[Description of the task]: Swap "hexagon" for "octagon" in the entries from their start through the line containing "763 576 L 763", inclusive, and reproduce those lines with nothing else altered.

[Record extracts]:
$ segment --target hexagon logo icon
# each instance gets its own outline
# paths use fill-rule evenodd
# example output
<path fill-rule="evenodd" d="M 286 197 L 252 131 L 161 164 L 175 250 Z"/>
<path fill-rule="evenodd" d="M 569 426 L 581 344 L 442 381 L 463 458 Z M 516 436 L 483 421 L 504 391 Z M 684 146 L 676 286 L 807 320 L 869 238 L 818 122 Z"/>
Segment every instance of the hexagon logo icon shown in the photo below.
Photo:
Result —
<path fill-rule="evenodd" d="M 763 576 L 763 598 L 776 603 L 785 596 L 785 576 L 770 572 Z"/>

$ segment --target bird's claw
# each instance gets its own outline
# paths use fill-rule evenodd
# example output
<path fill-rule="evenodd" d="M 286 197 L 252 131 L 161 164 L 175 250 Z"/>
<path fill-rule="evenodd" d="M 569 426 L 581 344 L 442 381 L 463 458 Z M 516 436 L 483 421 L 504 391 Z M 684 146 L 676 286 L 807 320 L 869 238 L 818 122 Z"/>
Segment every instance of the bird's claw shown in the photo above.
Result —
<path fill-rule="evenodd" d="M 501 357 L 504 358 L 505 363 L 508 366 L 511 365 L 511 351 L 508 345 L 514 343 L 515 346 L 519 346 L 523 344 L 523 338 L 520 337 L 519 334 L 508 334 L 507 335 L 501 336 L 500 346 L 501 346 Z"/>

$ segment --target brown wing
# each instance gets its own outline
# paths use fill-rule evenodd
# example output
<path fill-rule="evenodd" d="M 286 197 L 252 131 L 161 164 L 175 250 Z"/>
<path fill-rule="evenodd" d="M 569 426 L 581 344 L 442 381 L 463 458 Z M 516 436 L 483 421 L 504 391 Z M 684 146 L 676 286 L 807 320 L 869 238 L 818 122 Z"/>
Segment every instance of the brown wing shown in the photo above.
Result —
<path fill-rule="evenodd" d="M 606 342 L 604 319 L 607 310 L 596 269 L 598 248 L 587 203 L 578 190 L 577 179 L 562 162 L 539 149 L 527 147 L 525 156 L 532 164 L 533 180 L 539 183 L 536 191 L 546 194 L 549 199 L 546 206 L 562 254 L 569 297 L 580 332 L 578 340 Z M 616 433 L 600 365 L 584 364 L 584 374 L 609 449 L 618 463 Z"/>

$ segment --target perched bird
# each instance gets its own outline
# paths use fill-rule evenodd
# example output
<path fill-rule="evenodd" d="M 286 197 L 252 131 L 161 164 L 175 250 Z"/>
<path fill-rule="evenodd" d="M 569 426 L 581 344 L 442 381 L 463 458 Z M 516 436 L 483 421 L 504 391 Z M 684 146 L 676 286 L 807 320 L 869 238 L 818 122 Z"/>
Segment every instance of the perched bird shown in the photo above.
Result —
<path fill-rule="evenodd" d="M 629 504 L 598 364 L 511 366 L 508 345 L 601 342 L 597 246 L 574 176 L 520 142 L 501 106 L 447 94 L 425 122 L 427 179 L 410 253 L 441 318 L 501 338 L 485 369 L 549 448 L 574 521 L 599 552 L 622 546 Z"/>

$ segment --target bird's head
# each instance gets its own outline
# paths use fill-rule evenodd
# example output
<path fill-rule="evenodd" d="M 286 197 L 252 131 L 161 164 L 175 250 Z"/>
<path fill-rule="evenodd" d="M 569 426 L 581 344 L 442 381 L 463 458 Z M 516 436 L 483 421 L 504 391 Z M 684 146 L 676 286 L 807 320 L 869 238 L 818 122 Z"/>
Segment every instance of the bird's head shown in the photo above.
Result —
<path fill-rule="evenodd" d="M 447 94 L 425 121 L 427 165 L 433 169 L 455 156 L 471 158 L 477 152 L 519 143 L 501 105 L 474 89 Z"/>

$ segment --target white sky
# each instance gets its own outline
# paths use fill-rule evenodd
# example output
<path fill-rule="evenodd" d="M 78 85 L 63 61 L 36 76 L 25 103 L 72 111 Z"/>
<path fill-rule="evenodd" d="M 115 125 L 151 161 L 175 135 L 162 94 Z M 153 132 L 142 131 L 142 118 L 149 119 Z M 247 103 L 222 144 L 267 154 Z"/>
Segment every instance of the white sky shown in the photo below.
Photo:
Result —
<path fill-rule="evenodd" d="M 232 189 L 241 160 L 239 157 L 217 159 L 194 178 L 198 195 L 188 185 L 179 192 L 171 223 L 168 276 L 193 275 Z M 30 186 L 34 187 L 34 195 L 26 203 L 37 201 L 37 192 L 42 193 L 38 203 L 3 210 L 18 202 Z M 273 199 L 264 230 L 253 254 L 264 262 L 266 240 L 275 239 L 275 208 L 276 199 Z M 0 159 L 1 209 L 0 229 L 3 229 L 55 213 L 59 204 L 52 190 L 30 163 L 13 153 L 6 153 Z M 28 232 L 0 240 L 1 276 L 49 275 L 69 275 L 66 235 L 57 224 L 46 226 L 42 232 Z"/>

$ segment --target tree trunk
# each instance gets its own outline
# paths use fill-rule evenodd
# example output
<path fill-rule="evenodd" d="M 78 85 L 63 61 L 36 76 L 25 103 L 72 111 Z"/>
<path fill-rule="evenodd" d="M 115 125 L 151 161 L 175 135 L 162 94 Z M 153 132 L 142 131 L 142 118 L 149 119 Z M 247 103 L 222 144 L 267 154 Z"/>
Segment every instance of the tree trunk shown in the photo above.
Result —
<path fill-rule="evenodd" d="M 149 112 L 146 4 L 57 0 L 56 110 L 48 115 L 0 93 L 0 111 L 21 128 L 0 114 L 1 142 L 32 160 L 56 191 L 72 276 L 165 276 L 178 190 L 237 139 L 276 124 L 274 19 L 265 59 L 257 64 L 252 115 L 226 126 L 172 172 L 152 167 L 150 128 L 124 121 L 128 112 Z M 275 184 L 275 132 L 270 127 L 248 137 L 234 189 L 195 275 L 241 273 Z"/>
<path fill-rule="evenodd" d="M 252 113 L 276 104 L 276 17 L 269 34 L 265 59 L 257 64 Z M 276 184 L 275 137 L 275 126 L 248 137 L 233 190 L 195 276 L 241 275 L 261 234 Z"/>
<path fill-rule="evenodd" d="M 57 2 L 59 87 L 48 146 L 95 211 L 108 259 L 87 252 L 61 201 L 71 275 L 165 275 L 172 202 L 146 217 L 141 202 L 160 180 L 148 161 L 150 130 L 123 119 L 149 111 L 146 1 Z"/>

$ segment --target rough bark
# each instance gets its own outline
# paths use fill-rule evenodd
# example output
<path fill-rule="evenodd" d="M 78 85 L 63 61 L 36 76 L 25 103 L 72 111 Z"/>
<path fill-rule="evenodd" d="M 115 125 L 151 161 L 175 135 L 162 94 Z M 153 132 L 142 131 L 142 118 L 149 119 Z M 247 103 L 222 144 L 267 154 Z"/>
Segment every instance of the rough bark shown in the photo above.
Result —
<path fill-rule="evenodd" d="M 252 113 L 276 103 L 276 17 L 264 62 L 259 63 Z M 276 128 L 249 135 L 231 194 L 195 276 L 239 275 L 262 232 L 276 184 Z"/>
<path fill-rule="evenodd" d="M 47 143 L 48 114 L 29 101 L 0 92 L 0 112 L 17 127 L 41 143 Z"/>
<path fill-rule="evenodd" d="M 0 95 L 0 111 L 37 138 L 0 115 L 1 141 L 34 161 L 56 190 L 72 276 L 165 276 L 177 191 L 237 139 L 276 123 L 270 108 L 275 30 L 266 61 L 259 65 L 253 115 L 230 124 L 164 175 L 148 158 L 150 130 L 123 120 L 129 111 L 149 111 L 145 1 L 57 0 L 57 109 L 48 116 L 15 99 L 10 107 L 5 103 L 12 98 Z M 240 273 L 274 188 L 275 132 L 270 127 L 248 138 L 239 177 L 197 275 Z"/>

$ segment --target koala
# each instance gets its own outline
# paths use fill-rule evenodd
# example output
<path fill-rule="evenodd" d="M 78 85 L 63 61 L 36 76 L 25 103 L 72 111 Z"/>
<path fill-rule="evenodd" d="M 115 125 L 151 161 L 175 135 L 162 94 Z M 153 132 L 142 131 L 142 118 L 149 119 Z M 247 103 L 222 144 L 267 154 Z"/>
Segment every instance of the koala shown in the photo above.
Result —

[Exercise result]:
$ segment --target octagon logo icon
# each instance gets its own outline
# paths use fill-rule evenodd
# example output
<path fill-rule="evenodd" d="M 286 197 L 252 131 L 161 164 L 175 250 Z"/>
<path fill-rule="evenodd" d="M 569 426 L 581 344 L 442 381 L 463 458 Z M 516 436 L 483 421 L 504 391 Z M 684 146 L 676 286 L 807 320 L 869 238 L 818 122 Z"/>
Segment every instance of the octagon logo icon shown in the photo below.
Photo:
Result —
<path fill-rule="evenodd" d="M 763 576 L 763 598 L 776 603 L 785 596 L 785 576 L 770 572 Z"/>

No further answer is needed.